#### [READING PASSAGE]

--- START ---

OAK HILL, WV (WOAY) – The stay at home order is forcing businesses everywhere to close and encouraging people to stay in their homes.
This dramatic shift in social norms can be alarming to many, but Oak Hill City Manager Bill Hannabass says that although these are confusing and uncertain times, he thinks we are all still on the same page.
“I think most people are going to take it to heart and understand that this is a crisis, it is a national emergency, a state of emergency and we need to stay home,” Hannabass said.
And although technically the executive order has no defined penalties for not complying, police officers still have an obligation to break up crowds of people.
“There’s not a penalty to go along with the executive order but if a police officer sees folks congregating, non-essential folks, he can ask them to cease. And if they don’t, at that point they are obstructing justice.”
The act of not complying with the order can essentially be treated as a threat to public health, and Hannabass is hopeful that there isn’t anyone in Oak Hill willing to go that route.

--- END ---

Items from a data source:

--- START ---

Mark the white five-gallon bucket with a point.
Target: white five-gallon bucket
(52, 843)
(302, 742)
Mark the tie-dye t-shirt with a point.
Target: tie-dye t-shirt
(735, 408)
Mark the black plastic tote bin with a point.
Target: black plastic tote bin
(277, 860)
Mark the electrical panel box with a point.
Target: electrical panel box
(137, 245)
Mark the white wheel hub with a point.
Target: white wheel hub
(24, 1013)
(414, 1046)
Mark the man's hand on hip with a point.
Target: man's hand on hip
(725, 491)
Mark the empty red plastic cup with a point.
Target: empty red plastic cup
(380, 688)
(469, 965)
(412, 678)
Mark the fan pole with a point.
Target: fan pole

--- END ---
--- START ---

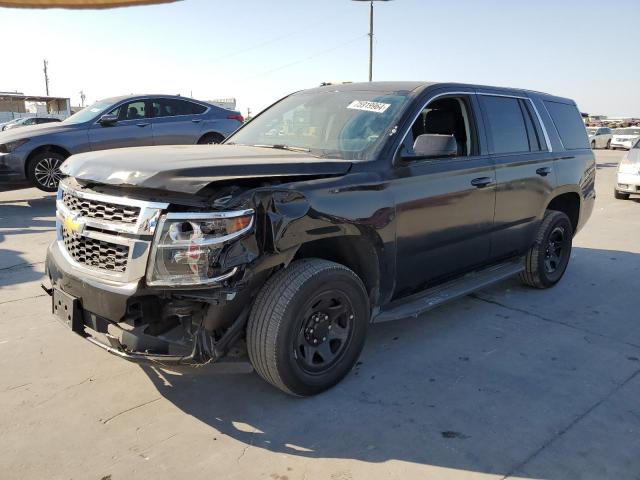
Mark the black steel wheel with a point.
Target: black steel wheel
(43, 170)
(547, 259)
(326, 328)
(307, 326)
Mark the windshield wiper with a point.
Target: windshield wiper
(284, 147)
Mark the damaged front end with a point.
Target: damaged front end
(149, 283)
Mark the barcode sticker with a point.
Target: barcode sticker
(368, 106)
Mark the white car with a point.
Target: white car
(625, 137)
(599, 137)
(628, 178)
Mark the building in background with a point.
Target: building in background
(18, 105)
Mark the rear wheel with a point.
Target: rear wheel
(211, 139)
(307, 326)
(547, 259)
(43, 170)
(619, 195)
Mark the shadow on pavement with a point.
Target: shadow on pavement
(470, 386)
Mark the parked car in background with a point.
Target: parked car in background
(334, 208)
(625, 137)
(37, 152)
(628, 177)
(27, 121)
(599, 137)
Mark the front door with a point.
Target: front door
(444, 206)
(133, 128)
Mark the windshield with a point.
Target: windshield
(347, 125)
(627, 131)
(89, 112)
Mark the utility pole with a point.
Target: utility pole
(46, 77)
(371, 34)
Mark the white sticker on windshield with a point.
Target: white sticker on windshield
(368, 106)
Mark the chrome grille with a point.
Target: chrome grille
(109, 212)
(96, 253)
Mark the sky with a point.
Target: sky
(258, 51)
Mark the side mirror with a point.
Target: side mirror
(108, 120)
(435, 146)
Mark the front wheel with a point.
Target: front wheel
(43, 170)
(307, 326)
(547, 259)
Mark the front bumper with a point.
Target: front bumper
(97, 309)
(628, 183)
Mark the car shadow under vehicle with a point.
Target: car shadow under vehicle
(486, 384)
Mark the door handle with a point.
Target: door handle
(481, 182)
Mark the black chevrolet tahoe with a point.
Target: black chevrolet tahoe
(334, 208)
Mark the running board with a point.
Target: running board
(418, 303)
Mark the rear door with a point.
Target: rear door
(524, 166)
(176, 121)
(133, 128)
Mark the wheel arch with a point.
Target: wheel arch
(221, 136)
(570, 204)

--- END ---
--- START ---

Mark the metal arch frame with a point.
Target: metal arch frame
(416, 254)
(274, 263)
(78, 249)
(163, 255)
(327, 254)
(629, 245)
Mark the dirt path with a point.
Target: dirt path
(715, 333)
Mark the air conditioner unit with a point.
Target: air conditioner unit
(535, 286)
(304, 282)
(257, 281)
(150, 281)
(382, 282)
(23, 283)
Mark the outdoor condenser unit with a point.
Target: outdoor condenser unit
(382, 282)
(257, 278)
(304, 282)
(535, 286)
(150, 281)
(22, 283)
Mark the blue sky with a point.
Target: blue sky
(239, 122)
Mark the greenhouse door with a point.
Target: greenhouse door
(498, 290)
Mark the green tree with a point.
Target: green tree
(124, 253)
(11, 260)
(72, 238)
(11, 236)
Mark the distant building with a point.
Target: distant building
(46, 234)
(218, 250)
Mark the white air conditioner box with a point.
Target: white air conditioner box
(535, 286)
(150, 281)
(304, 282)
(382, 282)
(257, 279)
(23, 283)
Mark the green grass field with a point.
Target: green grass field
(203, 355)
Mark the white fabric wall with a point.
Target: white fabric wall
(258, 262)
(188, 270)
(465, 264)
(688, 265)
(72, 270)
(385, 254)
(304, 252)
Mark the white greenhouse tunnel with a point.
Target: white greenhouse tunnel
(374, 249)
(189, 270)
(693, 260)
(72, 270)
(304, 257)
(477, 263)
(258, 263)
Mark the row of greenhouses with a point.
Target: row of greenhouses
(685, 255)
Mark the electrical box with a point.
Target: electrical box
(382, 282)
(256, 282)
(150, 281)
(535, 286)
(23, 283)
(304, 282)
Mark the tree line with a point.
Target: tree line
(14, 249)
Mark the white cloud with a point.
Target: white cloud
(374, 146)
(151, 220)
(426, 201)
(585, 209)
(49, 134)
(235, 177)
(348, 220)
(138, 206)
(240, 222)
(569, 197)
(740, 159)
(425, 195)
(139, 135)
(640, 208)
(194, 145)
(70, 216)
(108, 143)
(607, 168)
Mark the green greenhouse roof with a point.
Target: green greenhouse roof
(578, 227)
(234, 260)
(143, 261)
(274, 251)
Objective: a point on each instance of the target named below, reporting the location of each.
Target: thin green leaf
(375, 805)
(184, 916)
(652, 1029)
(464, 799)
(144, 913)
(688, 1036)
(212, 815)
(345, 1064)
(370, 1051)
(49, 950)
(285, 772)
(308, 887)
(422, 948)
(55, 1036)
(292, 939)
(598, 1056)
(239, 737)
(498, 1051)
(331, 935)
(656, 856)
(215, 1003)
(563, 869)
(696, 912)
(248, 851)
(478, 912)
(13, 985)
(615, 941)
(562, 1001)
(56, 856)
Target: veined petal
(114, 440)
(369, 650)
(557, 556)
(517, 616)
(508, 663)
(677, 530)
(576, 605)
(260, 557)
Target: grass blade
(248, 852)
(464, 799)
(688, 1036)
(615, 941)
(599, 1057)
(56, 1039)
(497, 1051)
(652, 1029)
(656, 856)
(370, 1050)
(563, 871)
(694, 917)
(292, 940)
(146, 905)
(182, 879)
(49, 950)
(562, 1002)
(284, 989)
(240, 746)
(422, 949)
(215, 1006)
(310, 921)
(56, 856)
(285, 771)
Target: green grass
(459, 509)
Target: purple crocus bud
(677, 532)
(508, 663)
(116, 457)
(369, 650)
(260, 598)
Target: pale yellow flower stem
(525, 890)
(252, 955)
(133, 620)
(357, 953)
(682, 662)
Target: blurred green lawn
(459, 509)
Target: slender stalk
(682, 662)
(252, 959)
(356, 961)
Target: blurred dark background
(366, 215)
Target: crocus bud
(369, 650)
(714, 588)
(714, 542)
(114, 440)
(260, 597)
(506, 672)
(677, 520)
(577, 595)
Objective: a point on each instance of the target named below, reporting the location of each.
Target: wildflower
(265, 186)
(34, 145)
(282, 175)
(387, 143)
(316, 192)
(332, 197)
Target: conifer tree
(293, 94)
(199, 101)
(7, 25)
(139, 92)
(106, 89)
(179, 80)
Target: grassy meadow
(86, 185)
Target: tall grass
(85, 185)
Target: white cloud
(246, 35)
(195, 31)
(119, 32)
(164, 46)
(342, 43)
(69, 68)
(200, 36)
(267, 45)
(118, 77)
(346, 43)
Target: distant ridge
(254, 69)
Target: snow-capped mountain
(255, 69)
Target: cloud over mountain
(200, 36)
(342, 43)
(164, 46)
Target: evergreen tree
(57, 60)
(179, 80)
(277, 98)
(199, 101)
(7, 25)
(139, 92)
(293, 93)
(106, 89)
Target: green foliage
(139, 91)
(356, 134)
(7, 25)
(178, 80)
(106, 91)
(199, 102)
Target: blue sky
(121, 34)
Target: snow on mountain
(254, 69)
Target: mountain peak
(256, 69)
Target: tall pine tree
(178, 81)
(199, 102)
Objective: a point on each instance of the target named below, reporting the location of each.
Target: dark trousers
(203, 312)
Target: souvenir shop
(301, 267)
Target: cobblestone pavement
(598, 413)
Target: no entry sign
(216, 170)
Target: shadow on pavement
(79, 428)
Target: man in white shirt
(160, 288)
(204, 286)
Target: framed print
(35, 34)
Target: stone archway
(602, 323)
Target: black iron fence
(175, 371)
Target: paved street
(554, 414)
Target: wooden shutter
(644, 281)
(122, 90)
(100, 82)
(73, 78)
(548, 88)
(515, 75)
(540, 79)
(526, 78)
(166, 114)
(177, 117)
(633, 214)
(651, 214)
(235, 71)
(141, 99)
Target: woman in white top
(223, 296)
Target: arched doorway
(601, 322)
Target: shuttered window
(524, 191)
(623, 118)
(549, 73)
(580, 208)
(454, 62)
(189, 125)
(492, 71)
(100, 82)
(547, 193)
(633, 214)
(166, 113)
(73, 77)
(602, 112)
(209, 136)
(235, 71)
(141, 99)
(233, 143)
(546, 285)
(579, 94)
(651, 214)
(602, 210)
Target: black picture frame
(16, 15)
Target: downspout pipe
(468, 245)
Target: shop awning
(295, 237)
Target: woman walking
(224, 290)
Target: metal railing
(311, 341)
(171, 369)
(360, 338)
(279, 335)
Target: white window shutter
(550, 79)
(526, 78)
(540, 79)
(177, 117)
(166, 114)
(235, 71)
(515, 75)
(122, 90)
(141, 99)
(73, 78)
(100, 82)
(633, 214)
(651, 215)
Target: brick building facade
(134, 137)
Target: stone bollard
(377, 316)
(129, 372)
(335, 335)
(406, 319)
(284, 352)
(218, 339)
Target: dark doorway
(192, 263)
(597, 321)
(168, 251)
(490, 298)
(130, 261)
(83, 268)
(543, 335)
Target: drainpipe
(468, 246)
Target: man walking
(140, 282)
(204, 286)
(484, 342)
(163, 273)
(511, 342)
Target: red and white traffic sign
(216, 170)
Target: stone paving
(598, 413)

--- END ---

#### [WORK ORDER A]
In the Oak Hill stay-at-home news report, what does the city manager say happens if people who are gathering refuse to stop when a police officer asks them to?
#### [WORK ORDER B]
Carry on the news report about Oak Hill and the stay-at-home order, starting after its last sentence.

#### [ANSWER A]
At that point they are obstructing justice.

#### [ANSWER B]
“I don’t predict that to happen in Oak Hill. I think we all want to get over this, we all want to cooperate. I don’t see a problem with it other than economic concerns and realities that this is gonna bring.”
The economic concerns are valid. Businesses everywhere are closing and many of them may never reopen. But the danger to public health is still looming and Hannabass encourages people to come together in this trying time.
“This is not political. The coronavirus does not care if you are democrat or republican. We need to come together at times like this.”
The stay-at-home order has been in effect since Monday, and non-essential businesses will be forced to cease operations on Tuesday. Although many organizations won’t be open, citizens are encouraged to contact the city hall if they have certain needs that can’t be met during this time.